Instrucción escrita: Devuelve todas las líneas de los registros siguientes que contengan la cadena "stone". Distingue entre mayúsculas y minúsculas.

Registros de identificación de posiciones:

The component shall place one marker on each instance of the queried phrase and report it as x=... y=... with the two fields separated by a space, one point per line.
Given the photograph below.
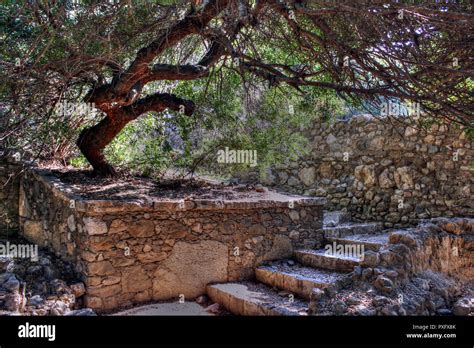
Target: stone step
x=248 y=298
x=334 y=218
x=296 y=278
x=320 y=259
x=348 y=229
x=369 y=241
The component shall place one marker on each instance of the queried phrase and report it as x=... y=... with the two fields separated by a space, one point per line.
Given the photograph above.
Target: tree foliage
x=215 y=65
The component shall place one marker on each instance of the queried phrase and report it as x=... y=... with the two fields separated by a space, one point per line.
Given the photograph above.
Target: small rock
x=339 y=307
x=12 y=302
x=351 y=301
x=35 y=301
x=364 y=311
x=87 y=312
x=59 y=308
x=78 y=289
x=380 y=301
x=371 y=258
x=202 y=299
x=383 y=284
x=12 y=284
x=463 y=307
x=444 y=311
x=5 y=263
x=316 y=294
x=367 y=273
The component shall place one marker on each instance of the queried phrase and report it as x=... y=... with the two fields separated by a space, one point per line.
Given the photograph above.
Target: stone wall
x=136 y=251
x=384 y=171
x=9 y=185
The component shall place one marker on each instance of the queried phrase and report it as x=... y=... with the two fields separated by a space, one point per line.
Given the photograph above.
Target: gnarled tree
x=418 y=52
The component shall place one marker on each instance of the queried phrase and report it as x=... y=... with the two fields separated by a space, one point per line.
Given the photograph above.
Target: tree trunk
x=93 y=140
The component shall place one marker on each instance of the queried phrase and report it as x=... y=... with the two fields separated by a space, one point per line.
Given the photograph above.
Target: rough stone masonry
x=383 y=170
x=129 y=252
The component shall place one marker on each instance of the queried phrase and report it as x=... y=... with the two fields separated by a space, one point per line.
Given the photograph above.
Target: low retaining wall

Respuesta escrita:
Target: stone step
Target: stone wall
Target: rough stone masonry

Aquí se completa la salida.